Copy out each of the following lines word for word, without changing anything.

**Data shown**.
---+---

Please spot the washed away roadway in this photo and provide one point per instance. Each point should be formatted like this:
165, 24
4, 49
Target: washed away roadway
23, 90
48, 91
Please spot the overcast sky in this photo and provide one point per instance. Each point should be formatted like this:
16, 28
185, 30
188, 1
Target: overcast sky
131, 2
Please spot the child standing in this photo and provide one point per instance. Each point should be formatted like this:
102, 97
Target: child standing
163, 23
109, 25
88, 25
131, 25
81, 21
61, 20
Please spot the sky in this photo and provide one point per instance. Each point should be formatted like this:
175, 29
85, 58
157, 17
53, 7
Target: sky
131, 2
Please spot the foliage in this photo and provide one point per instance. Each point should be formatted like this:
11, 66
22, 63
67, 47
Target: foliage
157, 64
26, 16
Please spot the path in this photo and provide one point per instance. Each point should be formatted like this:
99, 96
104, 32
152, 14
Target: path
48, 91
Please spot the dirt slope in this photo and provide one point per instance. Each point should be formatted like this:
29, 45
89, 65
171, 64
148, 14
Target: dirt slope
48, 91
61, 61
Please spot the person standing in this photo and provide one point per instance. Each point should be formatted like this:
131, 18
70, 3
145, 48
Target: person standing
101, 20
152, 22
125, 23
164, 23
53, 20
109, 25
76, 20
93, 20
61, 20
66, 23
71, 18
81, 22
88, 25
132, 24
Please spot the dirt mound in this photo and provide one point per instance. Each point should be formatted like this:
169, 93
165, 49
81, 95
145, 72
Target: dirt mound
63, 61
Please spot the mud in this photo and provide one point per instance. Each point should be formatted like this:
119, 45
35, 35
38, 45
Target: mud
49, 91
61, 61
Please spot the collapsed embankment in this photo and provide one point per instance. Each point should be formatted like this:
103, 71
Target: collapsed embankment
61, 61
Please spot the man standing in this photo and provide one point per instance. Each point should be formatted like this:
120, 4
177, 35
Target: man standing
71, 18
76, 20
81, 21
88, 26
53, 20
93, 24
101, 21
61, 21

---+---

**Complete response**.
Please spot the washed away roadway in this photo and provide one point per instance. Each point should be formatted like this:
165, 24
4, 49
Target: washed away roadway
23, 90
48, 91
Please spot the overcast sky in this photo and provide one point per instance. Each point should be formatted like this:
16, 28
185, 30
188, 1
Target: overcast sky
131, 2
Please spot the child standing in this photo and provide one point per instance. Each point should be formatted like this:
102, 97
Target: child standing
163, 23
109, 25
88, 25
131, 25
81, 21
61, 20
Please spot the sky in this photo and provide one point per instance. Each point should be formatted like this:
175, 29
85, 58
157, 17
53, 7
Target: sky
131, 2
Please spot the foliage in this photo and provide one point per instance. Each point should be formatted like this:
11, 66
22, 63
67, 47
Target: foliage
157, 64
26, 16
Please spot the path in this photo and provide one point per instance. Each point should be formatted like this:
99, 96
104, 32
152, 14
Target: path
48, 91
Please spot the dirt slope in this photo and provide one point per instance. Each point should be formatted like this:
29, 45
89, 65
171, 64
148, 14
Target: dirt slope
48, 91
61, 61
Please spot the person standing in this photo and provide one point per instance. Each point should be formatted like this:
131, 18
70, 3
145, 48
Target: person standing
101, 20
152, 22
125, 23
164, 23
53, 20
109, 25
76, 20
93, 20
61, 20
66, 23
71, 18
81, 22
88, 25
132, 24
Please spot the dirt mound in this photo and provide one point per instance. Each point should be formatted like this:
169, 93
165, 49
81, 95
145, 72
Target: dirt mound
63, 61
Please spot the mud in this photo and provide one point per instance. Each point should be formatted like this:
119, 45
35, 35
38, 45
Target: mud
49, 91
61, 61
Please spot the collapsed embankment in this photo and provide one point per instance. Each point should be formatted like this:
103, 71
Target: collapsed embankment
61, 61
Please spot the man standing in this photo and provide one point per instance. Each point should be formatted like this:
120, 4
177, 35
Target: man standing
71, 18
76, 20
81, 21
88, 26
53, 20
93, 24
101, 21
61, 21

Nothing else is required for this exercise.